Task list:
**A.** From the transit strike article, extract the passage from "Finally, there is" up to and including "for many people.".
**B.** According to the transit strike article, how much tax revenue would the city lose each day during a strike?
**C.** Do the following statements agree with the transit strike article? Answer yes or no for each, and quote the deciding words.
(i) Train operators make an average of $68,000 a year.
(ii) Transit workers take an average of 13 days of sick leave a year.
(iii) Most New Yorkers own cars.
--- Start Given passage ---
Hostage For the Holidays

This article is from the archive of The New York Sun before the launch of its new website in 2022. The Sun has neither altered nor updated such articles but will seek to correct any errors, mis-categorizations or other problems introduced during transfer.

The New York Sun
The New York Sun
NEW YORK SUN CONTRIBUTOR

Every three years, New Yorkers are held hostage during the holidays by the transit workers of the Metropolitan Transportation Authority. It is a time-honored negotiation technique but a dangerous game that brings our city to the brink of functional shutdown. And the simple fact is that New Yorkers are getting fed up with it.


The benefits of 38,000 transit workers do not outweigh the rights of 8 million New Yorkers. And yet the old school left-wing Transport Workers Union sees only its own interests in these negotiations. Judges have continuously determined that this strike is illegal because it is a strike against public safety. As Calvin Coolidge famously said dealing with a Boston police strike (and which Giuliani administration Deputy Mayor Joe Lhota posted on a sign outside his office during transit negotiations six years ago), “There is no right to strike against the public safety by anybody, anywhere, any time.”


The estimated economic losses to the city as a result of a strike are astronomical: $440 million a day in lost business and $12 million a day in lost tax revenue. There is also the very real potential cost in lives lost, with crippling traffic delaying ambulances, isolating individuals in the coldest months of the year.


Finally, there is the more pedestrian inconvenience of a strike. Subways are our city’s lifeblood. Without them, New Yorkers – the vast majority of whom do not own cars – will essentially be held hostage in their neighborhoods. And given our recent stretch of freezing weather, the ability to walk to work will go from unappealing to impossible for many people.


When you get beyond the rhetoric of oppression and look at the real numbers, the MTA’s case as victimized workers begins to look more petty, pathetic, and myopic. The average annual salary for a transit worker is well over $50,000. Bus maintenance workers receive an average salary of $68,000 a year; train operators make $62,000 a year; station agents over $50,000 a year and conductors over $53,000 a year. Add to this generous public subsidy the fact that transit workers take an average of 13 days sick leave a year and you have a picture of a classic overfed, me-first, feather-bedding local union of the past.
--- End Given passage ---
--- Start Data segment ---
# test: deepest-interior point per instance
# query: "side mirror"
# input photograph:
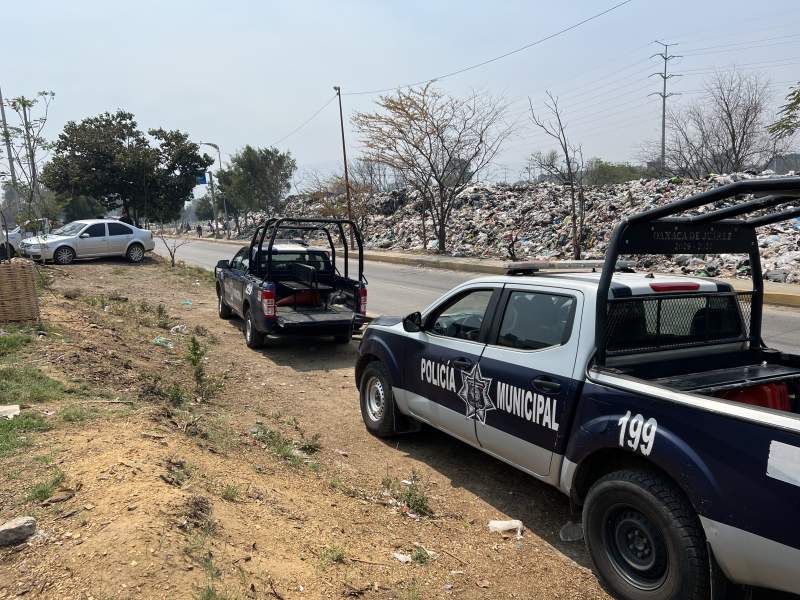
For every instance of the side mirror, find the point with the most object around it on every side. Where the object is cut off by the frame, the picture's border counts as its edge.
--- End Data segment ---
Outputs for the tasks:
**A.**
Finally, there is the more pedestrian inconvenience of a strike. Subways are our city’s lifeblood. Without them, New Yorkers – the vast majority of whom do not own cars – will essentially be held hostage in their neighborhoods. And given our recent stretch of freezing weather, the ability to walk to work will go from unappealing to impossible for many people.

**B.** $12 million a day

**C.**
(i) No: "Bus maintenance workers receive an average salary of $68,000 a year; train operators make $62,000 a year"
(ii) Yes: "transit workers take an average of 13 days sick leave a year"
(iii) No: "New Yorkers – the vast majority of whom do not own cars"